Il rilievo costituzionale dei partiti nell'epoca della "webcrazia" e della "sondocrazia"… in attesa del referendum sul "taglio dei parlamentari"
Fra tutte le formazioni sociali che mediano e interloquiscono fra il magma sociale e gli apparati dello Stato preminente posizione occupa il partito politico, associazione di individui accumunati da una comune Weltanschauung degli interessi generali della Comunità nazionale. Elementi costitutivi del partito risultano essere: una pluralità di persone, il patrimonio e lo scopo; in merito a quest' ultimo e al suo raggiungimento non può non essere presente una organizzazione stabile.
Il ruolo fondamentale dell'opera dei partiti nella vita ordinamentale dello Stato è riscontrabile nel loro riconoscimento da parte dei Padri costituenti nel 1948.
I partiti svolgono un ruolo talmente essenziale nelle dinamiche pubbliche e sociali da assumere una peculiare rilevanza costituzionale grazie all'art. 49 della Costituzione ("Tutti i cittadini hanno diritto di associarsi liberamente in partiti per concorrere con metodo democratico a determinare la politica nazionale.") che, rientrando nell'actio finium regundorum dell'art. 18 Cost. (libertà di associazione), rende la costituzione di un partito politico non un diritto, bensì una libertà.
Alla domanda se solo i cittadini iscritti ai partiti concorrano alla vita politica nazionale, la risposta non può che essere negativa alla luce della interpretazione testuale del verbo "concorrere" adoperato nell' art. 49 Cost., e della concomitante esistenza della libertà di associazione sancita nell'art. 18 Cost., dando forma entrambe le disposizioni ad un pluralismo associativo volto a cooperare allo "svolgimento della personalità umana" (art.2 Cost.), oltre che al "pieno sviluppo della persona umana e all'effettiva partecipazione alla organizzazione politica, economica e sociale del Paese"(art.3 Cost.).

VOCI FORNITE>
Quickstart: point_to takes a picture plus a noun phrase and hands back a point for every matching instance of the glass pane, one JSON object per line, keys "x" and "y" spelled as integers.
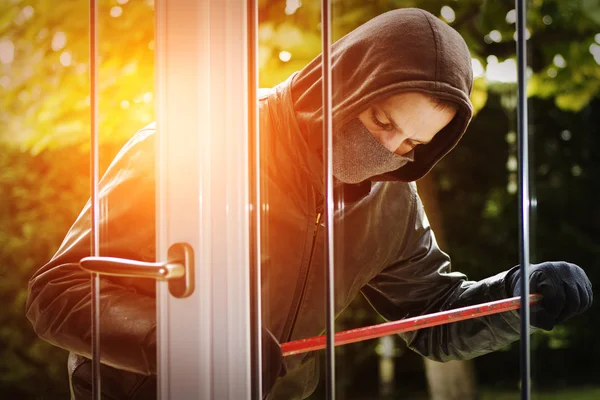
{"x": 126, "y": 192}
{"x": 291, "y": 209}
{"x": 563, "y": 111}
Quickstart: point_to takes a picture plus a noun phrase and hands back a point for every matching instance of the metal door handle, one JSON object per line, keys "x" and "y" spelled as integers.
{"x": 178, "y": 271}
{"x": 131, "y": 268}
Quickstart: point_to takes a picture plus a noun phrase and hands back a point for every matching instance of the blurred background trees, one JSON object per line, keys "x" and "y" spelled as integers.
{"x": 44, "y": 100}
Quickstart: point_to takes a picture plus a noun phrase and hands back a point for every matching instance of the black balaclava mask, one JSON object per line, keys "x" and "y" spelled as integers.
{"x": 405, "y": 50}
{"x": 358, "y": 155}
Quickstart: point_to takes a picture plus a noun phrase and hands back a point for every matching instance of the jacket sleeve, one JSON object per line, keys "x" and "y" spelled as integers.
{"x": 59, "y": 301}
{"x": 421, "y": 282}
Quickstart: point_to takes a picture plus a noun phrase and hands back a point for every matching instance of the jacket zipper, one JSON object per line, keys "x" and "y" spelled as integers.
{"x": 306, "y": 274}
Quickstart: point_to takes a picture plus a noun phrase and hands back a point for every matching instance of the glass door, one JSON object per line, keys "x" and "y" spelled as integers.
{"x": 187, "y": 177}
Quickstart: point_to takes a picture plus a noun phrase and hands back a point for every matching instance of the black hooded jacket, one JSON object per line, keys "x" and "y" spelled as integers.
{"x": 385, "y": 248}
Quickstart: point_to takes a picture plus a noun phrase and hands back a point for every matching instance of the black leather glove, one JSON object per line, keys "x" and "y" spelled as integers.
{"x": 565, "y": 288}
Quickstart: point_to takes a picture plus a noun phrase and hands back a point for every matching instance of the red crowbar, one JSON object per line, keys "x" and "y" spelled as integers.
{"x": 406, "y": 325}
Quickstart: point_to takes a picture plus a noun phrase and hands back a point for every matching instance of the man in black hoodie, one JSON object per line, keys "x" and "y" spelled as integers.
{"x": 401, "y": 86}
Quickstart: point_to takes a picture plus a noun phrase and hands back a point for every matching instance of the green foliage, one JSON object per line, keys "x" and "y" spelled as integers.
{"x": 40, "y": 198}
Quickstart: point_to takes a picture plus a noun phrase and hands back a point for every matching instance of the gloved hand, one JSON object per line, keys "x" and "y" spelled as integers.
{"x": 565, "y": 288}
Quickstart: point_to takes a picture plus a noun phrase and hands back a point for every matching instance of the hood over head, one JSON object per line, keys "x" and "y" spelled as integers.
{"x": 405, "y": 50}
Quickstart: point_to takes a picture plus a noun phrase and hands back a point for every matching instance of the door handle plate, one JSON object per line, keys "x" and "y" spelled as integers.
{"x": 178, "y": 270}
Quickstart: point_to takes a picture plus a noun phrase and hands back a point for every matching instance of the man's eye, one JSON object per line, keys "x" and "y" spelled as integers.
{"x": 382, "y": 125}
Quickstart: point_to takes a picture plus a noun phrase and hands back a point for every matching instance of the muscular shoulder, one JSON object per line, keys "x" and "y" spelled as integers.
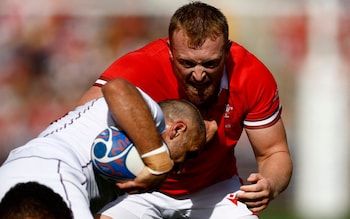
{"x": 253, "y": 88}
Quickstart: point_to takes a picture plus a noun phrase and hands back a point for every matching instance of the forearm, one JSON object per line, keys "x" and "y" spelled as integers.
{"x": 132, "y": 114}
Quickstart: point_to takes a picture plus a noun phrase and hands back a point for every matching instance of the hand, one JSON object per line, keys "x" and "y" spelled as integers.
{"x": 256, "y": 195}
{"x": 211, "y": 129}
{"x": 144, "y": 182}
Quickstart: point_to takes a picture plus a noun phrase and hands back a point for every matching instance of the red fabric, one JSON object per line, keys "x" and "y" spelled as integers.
{"x": 252, "y": 97}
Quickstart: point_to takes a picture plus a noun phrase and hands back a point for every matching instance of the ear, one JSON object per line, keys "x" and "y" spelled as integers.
{"x": 177, "y": 129}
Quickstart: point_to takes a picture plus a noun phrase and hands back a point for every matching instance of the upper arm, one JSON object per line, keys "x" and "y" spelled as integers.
{"x": 93, "y": 92}
{"x": 268, "y": 141}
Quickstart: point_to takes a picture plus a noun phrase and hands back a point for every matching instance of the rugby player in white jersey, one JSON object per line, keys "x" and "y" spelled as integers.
{"x": 60, "y": 156}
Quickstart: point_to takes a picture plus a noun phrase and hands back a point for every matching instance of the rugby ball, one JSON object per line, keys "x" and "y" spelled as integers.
{"x": 114, "y": 156}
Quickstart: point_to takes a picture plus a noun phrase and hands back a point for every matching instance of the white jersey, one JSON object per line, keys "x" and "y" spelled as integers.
{"x": 71, "y": 136}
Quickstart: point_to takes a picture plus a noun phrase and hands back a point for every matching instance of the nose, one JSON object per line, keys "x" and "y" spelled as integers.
{"x": 198, "y": 73}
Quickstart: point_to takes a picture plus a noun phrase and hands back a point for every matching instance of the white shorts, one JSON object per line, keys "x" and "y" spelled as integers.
{"x": 215, "y": 202}
{"x": 64, "y": 179}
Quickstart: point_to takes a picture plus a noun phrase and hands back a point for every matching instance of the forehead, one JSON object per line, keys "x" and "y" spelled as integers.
{"x": 211, "y": 48}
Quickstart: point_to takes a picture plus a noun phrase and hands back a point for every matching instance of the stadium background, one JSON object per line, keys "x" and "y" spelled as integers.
{"x": 51, "y": 51}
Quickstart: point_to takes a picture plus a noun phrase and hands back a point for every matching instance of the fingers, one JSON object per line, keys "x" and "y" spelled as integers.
{"x": 256, "y": 195}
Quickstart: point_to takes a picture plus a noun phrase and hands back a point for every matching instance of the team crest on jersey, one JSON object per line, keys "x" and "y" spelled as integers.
{"x": 228, "y": 110}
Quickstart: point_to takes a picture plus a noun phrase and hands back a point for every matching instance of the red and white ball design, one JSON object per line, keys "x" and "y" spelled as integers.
{"x": 114, "y": 155}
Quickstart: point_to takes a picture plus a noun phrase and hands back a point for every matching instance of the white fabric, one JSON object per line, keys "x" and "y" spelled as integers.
{"x": 60, "y": 156}
{"x": 215, "y": 202}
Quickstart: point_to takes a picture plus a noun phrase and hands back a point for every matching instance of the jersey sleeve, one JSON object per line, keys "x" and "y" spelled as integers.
{"x": 254, "y": 89}
{"x": 264, "y": 108}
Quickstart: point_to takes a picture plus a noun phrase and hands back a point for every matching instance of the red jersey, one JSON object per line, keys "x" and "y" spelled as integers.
{"x": 248, "y": 99}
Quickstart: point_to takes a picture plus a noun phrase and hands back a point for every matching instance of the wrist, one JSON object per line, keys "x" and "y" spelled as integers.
{"x": 158, "y": 160}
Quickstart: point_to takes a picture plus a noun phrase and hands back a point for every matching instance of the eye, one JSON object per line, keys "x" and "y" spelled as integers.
{"x": 211, "y": 64}
{"x": 187, "y": 63}
{"x": 191, "y": 155}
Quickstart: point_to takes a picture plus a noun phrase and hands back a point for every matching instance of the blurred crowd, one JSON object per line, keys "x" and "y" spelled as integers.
{"x": 47, "y": 62}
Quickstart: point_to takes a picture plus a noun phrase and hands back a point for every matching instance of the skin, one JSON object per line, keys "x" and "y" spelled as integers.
{"x": 200, "y": 81}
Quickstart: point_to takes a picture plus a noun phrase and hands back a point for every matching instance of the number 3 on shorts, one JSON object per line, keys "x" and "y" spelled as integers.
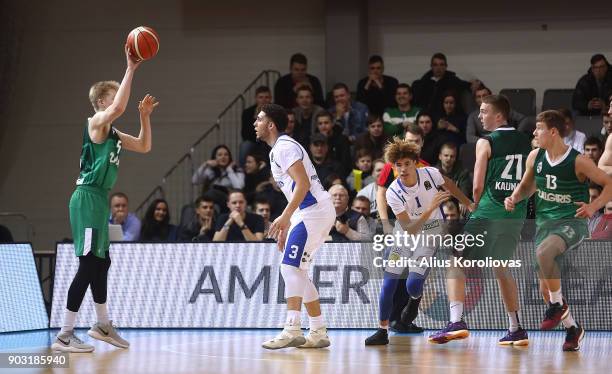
{"x": 294, "y": 249}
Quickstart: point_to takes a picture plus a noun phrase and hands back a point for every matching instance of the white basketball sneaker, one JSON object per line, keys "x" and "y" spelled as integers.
{"x": 291, "y": 336}
{"x": 317, "y": 339}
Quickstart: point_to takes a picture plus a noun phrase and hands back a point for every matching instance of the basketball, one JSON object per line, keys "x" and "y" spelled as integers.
{"x": 143, "y": 43}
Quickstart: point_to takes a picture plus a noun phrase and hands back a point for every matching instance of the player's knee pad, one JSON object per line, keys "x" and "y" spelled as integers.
{"x": 296, "y": 280}
{"x": 414, "y": 284}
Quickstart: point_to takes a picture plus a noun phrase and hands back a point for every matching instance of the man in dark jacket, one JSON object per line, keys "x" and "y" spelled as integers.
{"x": 429, "y": 90}
{"x": 593, "y": 89}
{"x": 286, "y": 87}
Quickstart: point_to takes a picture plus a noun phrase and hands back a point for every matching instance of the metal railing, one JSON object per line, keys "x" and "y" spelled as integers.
{"x": 176, "y": 186}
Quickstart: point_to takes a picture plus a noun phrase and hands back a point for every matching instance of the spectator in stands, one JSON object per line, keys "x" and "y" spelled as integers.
{"x": 593, "y": 148}
{"x": 429, "y": 89}
{"x": 270, "y": 191}
{"x": 325, "y": 165}
{"x": 306, "y": 113}
{"x": 200, "y": 228}
{"x": 401, "y": 114}
{"x": 374, "y": 140}
{"x": 377, "y": 90}
{"x": 238, "y": 225}
{"x": 594, "y": 88}
{"x": 594, "y": 192}
{"x": 338, "y": 144}
{"x": 249, "y": 144}
{"x": 256, "y": 171}
{"x": 220, "y": 170}
{"x": 369, "y": 191}
{"x": 574, "y": 138}
{"x": 156, "y": 225}
{"x": 450, "y": 168}
{"x": 262, "y": 208}
{"x": 362, "y": 174}
{"x": 286, "y": 87}
{"x": 352, "y": 116}
{"x": 474, "y": 129}
{"x": 5, "y": 235}
{"x": 130, "y": 224}
{"x": 452, "y": 122}
{"x": 603, "y": 230}
{"x": 350, "y": 225}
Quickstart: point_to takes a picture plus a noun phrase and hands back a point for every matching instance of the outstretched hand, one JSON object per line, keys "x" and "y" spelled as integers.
{"x": 146, "y": 106}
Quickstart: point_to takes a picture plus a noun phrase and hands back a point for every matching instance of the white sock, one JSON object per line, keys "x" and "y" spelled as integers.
{"x": 514, "y": 321}
{"x": 569, "y": 321}
{"x": 316, "y": 322}
{"x": 69, "y": 320}
{"x": 293, "y": 318}
{"x": 556, "y": 297}
{"x": 102, "y": 313}
{"x": 456, "y": 311}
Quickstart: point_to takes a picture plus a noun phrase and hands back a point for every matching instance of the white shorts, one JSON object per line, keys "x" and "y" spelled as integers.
{"x": 308, "y": 231}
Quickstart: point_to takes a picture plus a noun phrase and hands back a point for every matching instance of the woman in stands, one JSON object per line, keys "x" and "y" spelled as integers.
{"x": 156, "y": 225}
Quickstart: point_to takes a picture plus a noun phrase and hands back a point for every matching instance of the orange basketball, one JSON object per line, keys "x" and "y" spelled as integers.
{"x": 143, "y": 43}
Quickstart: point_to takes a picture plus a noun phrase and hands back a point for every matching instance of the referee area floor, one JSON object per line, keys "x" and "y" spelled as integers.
{"x": 239, "y": 351}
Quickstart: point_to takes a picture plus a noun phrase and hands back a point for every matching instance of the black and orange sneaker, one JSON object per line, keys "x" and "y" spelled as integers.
{"x": 573, "y": 338}
{"x": 554, "y": 314}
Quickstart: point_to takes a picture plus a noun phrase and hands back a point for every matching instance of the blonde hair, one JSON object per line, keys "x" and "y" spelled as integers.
{"x": 399, "y": 149}
{"x": 101, "y": 89}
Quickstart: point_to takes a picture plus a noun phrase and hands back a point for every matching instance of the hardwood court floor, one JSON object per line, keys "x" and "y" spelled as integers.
{"x": 239, "y": 351}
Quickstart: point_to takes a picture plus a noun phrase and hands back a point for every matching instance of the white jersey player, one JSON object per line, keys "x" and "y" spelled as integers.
{"x": 300, "y": 230}
{"x": 415, "y": 198}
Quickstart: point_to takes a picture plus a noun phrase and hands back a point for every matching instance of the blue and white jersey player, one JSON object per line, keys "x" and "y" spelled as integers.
{"x": 300, "y": 230}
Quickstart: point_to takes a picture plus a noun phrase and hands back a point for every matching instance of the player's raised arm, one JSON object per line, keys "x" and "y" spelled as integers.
{"x": 99, "y": 125}
{"x": 141, "y": 144}
{"x": 585, "y": 168}
{"x": 483, "y": 152}
{"x": 450, "y": 186}
{"x": 526, "y": 187}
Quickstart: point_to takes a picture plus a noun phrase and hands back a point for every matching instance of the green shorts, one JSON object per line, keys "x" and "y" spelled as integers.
{"x": 500, "y": 238}
{"x": 89, "y": 212}
{"x": 572, "y": 231}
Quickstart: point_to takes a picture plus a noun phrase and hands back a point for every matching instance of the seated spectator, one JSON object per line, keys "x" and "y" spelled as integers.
{"x": 593, "y": 148}
{"x": 130, "y": 224}
{"x": 286, "y": 87}
{"x": 594, "y": 192}
{"x": 374, "y": 140}
{"x": 377, "y": 90}
{"x": 156, "y": 225}
{"x": 350, "y": 225}
{"x": 450, "y": 168}
{"x": 474, "y": 129}
{"x": 238, "y": 225}
{"x": 201, "y": 227}
{"x": 306, "y": 113}
{"x": 249, "y": 139}
{"x": 361, "y": 175}
{"x": 574, "y": 138}
{"x": 603, "y": 230}
{"x": 5, "y": 235}
{"x": 262, "y": 208}
{"x": 219, "y": 171}
{"x": 256, "y": 171}
{"x": 452, "y": 122}
{"x": 369, "y": 191}
{"x": 429, "y": 90}
{"x": 352, "y": 116}
{"x": 269, "y": 191}
{"x": 594, "y": 88}
{"x": 403, "y": 113}
{"x": 338, "y": 146}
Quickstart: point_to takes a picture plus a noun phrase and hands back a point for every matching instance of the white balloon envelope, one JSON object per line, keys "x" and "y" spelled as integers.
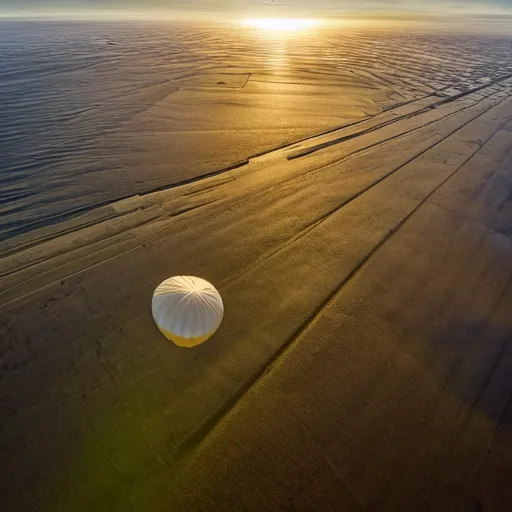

ESERCIZIO ASSEGNATO A> Copia dal brano sui partiti il tratto che va da "I partiti svolgono" fino a "bensì una libertà.".
ESERCIZIO ASSEGNATO B> Riscrivi in forma più breve il paragrafo del brano sui partiti che comincia con "Fra tutte le formazioni sociali", conservandone i fatti principali.

RISPOSTA ATTESA A>
I partiti svolgono un ruolo talmente essenziale nelle dinamiche pubbliche e sociali da assumere una peculiare rilevanza costituzionale grazie all'art. 49 della Costituzione ("Tutti i cittadini hanno diritto di associarsi liberamente in partiti per concorrere con metodo democratico a determinare la politica nazionale.") che, rientrando nell'actio finium regundorum dell'art. 18 Cost. (libertà di associazione), rende la costituzione di un partito politico non un diritto, bensì una libertà.

RISPOSTA ATTESA B> Tra le formazioni sociali che fanno da tramite fra la società e lo Stato, il partito politico occupa la posizione principale. È un'associazione di persone unite da una comune visione degli interessi generali della Comunità nazionale. I suoi elementi costitutivi sono una pluralità di persone, il patrimonio e lo scopo, e per raggiungere lo scopo serve un'organizzazione stabile.